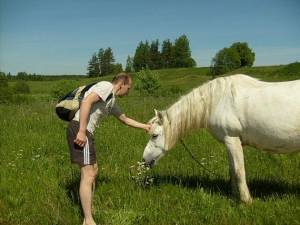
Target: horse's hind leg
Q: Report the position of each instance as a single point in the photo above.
(237, 168)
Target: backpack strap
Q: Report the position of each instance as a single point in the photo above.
(85, 89)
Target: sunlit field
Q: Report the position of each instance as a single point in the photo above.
(38, 185)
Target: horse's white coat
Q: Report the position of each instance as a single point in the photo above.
(237, 110)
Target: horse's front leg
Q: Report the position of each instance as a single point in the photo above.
(237, 168)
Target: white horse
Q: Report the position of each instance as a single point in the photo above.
(237, 110)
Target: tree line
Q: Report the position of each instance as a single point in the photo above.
(153, 56)
(147, 55)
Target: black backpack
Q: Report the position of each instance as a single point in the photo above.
(69, 104)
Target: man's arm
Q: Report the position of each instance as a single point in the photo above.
(85, 109)
(131, 122)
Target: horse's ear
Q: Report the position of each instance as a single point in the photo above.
(159, 115)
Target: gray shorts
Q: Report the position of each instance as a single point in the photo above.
(80, 155)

-=-=-=-=-

> **WHAT THE TASK ASKS**
Your answer should be only the number of lines in the entries above that hold the string "backpack".

> **THE COMPLETED TASK**
2